What is required
Write out all of the data exactly as it appears.

Exercise materials
• • • • •

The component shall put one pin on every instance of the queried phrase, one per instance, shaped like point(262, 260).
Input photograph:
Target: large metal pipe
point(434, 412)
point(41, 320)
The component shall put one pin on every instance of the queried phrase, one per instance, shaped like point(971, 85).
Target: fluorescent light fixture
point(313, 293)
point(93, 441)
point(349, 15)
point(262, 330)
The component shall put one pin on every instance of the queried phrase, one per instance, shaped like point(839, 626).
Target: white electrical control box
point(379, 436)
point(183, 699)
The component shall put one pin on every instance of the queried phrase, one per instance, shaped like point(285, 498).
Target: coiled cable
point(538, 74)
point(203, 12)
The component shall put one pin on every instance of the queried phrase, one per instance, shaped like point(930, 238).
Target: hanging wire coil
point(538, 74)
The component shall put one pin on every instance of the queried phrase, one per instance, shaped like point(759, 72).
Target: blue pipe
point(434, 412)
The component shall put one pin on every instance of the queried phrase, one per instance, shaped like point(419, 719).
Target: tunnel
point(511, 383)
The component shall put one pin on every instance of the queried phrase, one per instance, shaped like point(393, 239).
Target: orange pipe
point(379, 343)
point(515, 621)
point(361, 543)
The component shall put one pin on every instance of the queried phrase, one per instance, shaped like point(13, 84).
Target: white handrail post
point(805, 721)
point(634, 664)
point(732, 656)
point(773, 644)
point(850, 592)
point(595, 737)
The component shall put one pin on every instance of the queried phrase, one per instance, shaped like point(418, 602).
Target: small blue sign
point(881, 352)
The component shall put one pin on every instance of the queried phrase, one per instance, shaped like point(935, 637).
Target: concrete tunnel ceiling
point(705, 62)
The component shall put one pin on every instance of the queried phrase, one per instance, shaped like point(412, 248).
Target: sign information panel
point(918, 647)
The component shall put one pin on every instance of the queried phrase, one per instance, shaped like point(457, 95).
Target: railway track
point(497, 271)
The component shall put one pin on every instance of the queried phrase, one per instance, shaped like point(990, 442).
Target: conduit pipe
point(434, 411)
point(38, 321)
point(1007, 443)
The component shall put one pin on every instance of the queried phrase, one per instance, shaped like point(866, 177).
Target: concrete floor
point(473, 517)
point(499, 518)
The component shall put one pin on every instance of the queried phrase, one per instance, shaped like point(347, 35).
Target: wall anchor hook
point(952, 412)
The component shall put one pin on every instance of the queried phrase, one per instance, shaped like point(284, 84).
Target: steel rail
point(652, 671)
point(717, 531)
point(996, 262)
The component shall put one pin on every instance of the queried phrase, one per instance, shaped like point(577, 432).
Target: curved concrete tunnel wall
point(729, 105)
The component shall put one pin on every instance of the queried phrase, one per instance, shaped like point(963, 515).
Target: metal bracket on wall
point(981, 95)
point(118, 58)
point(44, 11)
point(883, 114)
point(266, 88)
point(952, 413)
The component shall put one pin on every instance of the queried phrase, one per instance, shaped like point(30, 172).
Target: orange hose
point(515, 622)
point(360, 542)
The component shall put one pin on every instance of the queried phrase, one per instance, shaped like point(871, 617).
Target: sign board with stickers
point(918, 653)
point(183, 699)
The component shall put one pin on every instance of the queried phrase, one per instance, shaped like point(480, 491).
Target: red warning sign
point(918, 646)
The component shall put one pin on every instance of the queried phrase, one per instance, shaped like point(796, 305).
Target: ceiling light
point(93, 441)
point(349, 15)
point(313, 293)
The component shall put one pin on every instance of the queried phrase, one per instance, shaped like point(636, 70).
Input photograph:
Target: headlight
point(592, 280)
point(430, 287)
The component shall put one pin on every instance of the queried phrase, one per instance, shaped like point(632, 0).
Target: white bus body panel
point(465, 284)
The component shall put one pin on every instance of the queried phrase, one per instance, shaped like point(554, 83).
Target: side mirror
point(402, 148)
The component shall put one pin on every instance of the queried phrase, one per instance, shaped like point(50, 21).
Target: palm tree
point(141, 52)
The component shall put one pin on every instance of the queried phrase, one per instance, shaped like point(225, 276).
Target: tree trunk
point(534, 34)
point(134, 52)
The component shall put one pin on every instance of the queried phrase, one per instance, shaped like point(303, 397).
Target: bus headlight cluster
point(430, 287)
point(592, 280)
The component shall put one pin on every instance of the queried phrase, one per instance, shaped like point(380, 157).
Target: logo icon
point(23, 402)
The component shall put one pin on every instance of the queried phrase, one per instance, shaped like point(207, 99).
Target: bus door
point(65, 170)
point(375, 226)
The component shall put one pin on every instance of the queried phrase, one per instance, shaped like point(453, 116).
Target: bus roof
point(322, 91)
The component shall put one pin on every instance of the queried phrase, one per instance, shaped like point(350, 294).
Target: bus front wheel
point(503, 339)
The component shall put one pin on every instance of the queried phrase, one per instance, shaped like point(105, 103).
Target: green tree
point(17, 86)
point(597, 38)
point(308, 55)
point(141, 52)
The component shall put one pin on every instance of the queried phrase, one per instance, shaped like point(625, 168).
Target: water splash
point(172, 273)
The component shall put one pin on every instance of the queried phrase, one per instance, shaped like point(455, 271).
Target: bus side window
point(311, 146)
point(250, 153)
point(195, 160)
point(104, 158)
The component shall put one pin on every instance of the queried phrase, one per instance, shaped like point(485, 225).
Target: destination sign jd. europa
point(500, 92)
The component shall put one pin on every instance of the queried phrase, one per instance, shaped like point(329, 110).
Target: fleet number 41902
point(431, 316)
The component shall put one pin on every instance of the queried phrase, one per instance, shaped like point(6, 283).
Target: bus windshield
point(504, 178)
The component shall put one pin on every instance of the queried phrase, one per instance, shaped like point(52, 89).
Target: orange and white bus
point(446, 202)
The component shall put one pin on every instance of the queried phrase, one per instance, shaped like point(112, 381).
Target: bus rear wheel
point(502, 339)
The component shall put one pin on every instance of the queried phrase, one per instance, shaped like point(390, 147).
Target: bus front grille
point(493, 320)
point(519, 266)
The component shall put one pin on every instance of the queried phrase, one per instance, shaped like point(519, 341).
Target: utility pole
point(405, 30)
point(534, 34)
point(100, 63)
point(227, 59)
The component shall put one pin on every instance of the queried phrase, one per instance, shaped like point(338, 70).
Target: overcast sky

• • • • •

Output for this task
The component shall put one pin on every instance of the queried phrase, one per instance, shaped like point(262, 260).
Input photograph:
Target: large metal pipe
point(434, 412)
point(41, 320)
The component shall put one pin on every instance of the queried phrase, one per instance, shaped like point(971, 85).
Target: fluorescent light fixture
point(313, 293)
point(93, 441)
point(349, 15)
point(262, 330)
The component shall put one pin on every instance of the queried phrase, one per instance, shaped like point(839, 626).
Target: white electrical control box
point(379, 436)
point(183, 699)
The component shall put one pin on every instance of the queried phrase, one per instance, shaped like point(285, 498).
Target: coiled cable
point(538, 74)
point(203, 12)
The component shall put one pin on every instance of the queried phrase, one per instance, shaped like point(930, 238).
Target: hanging wire coil
point(538, 74)
The component shall put one pin on every instance of the queried phrase, one per instance, shaped like point(759, 72).
Target: blue pipe
point(434, 412)
The component shall put one pin on every instance of the queried phrase, one per instance, shaped like point(419, 719).
Target: tunnel
point(511, 383)
The component shall put one pin on every instance of the queried phrase, one per instance, shaped like point(393, 239).
Target: orange pipe
point(379, 343)
point(515, 621)
point(361, 543)
The component shall put one pin on every instance of the queried phrase, one per instance, shaped like point(13, 84).
Target: white handrail post
point(805, 721)
point(634, 664)
point(732, 656)
point(773, 644)
point(850, 592)
point(595, 737)
The component shall put one pin on every instance of the queried phrase, one per instance, shaped like point(418, 602).
Target: small blue sign
point(881, 352)
The component shall put one pin on every instance of the queried phrase, one per instance, shaped like point(935, 637).
Target: concrete tunnel ceiling
point(705, 62)
The component shall put one pin on every instance of the queried phrase, one per instance, shaped like point(412, 248).
Target: sign information panel
point(918, 647)
The component shall put one pin on every instance of the queried phrase, one per instance, shaped like point(457, 95).
Target: railway track
point(497, 271)
The component shall put one pin on every instance of the queried phrase, one per instance, shaped like point(990, 442).
Target: conduit pipe
point(434, 411)
point(38, 321)
point(1007, 443)
The component shall put one pin on every instance of the queried phrase, one per instance, shaped like point(866, 177).
Target: concrete floor
point(473, 517)
point(499, 518)
The component shall put one pin on every instance of the queried phrase, one per instance, shaped like point(347, 35).
Target: wall anchor hook
point(952, 412)
The component shall put one pin on every instance of the queried phrase, one per instance, shaped like point(284, 84).
Target: steel rail
point(652, 671)
point(717, 531)
point(996, 262)
The component shall put one pin on every instance of the queried phrase, one per instance, shaped like point(577, 432).
Target: curved concrete tunnel wall
point(729, 105)
The component shall put one pin on every instance of the queried phrase, one per instance, shaped like point(963, 515).
Target: metal bracket on wall
point(981, 95)
point(118, 58)
point(44, 11)
point(883, 114)
point(266, 88)
point(952, 413)
The component shall put one pin on every instance of the queried phrase, one per instance, shaped like point(30, 172).
Target: orange hose
point(515, 622)
point(360, 542)
The component shall put one pin on every instance of the queried phrase, one per instance, shaped like point(871, 617).
Target: sign board with stickers
point(918, 653)
point(183, 699)
The component shall put one pin on every instance of the queried phrase, one per instance, shaped like point(480, 491).
Target: red warning sign
point(918, 646)
The component shall put one pin on every instance of the queried phrase, one per instance, shaped like point(796, 305).
Target: ceiling light
point(93, 441)
point(349, 15)
point(313, 293)
The component shall put one pin on every instance of the queried phrase, one per instance, shaped like point(636, 70).
Input photograph:
Target: headlight
point(592, 280)
point(430, 287)
The component shall put one pin on every instance of the queried phrase, one per instance, shaped like point(632, 0).
Target: white bus body panel
point(465, 284)
The component shall put one pin on every instance of the queried phrase, one per instance, shaped like point(554, 83).
Target: side mirror
point(402, 148)
The component shall put one pin on every instance of the queried phrase, one per instance, shaped like point(50, 21).
Target: palm tree
point(141, 52)
The component shall put one pin on every instance of the queried phrase, one per instance, shaped like point(225, 276).
Target: tree trunk
point(534, 34)
point(134, 52)
The component shall put one pin on every instance of the queried phrase, one per instance, shaped like point(303, 397).
Target: bus headlight cluster
point(430, 287)
point(592, 280)
The component shall put one pin on every instance of the queried phrase, one per instance, shaped like point(380, 157).
Target: logo icon
point(23, 402)
The component shall put one pin on every instance of the queried phrase, one per instance, shaped like point(207, 99).
Target: bus door
point(65, 170)
point(375, 226)
The component shall put one pin on every instance of the queried phrase, one per instance, shaped like point(453, 116).
Target: bus roof
point(322, 91)
The component shall put one pin on every instance of the queried phrase, one per instance, shaped like point(350, 294).
Target: bus front wheel
point(503, 339)
The component shall put one pin on every instance of the queried phrase, one per instance, shaped like point(105, 103).
Target: green tree
point(17, 86)
point(597, 38)
point(308, 55)
point(141, 52)
The component shall put one pin on every instance of the queried phrase, one per instance, shaped like point(625, 168).
Target: water splash
point(172, 273)
The component shall put one pin on every instance of the queried phrase, one per instance, shaped like point(455, 271).
Target: bus side window
point(311, 146)
point(250, 153)
point(195, 160)
point(104, 158)
The component shall put one pin on every instance of the queried phrase, one per instance, shaped like point(485, 225).
Target: destination sign jd. europa
point(500, 92)
The component shall put one pin on every instance of the queried phrase, one per instance, shaped like point(329, 110).
Target: fleet number 41902
point(431, 316)
The component shall put one pin on every instance of the queried phrase, one per instance, shaped like point(6, 283).
Target: bus windshield
point(504, 178)
The component shall put one pin on every instance of the queried phrase, one per instance, shaped like point(52, 89).
Target: orange and white bus
point(446, 202)
The component shall put one pin on every instance of the queried phrase, one per instance, shaped like point(112, 381).
Target: bus rear wheel
point(502, 339)
The component shall put one pin on every instance of the queried phrase, one per instance, shaped like point(390, 147).
Target: bus front grille
point(493, 320)
point(519, 266)
The component shall put one pin on every instance of the queried phrase, one per instance, shaped like point(519, 341).
Target: utility pole
point(405, 30)
point(534, 34)
point(100, 63)
point(227, 59)
The component shall put one pin on every instance of the queried phrase, one per instance, shaped like point(338, 70).
Target: overcast sky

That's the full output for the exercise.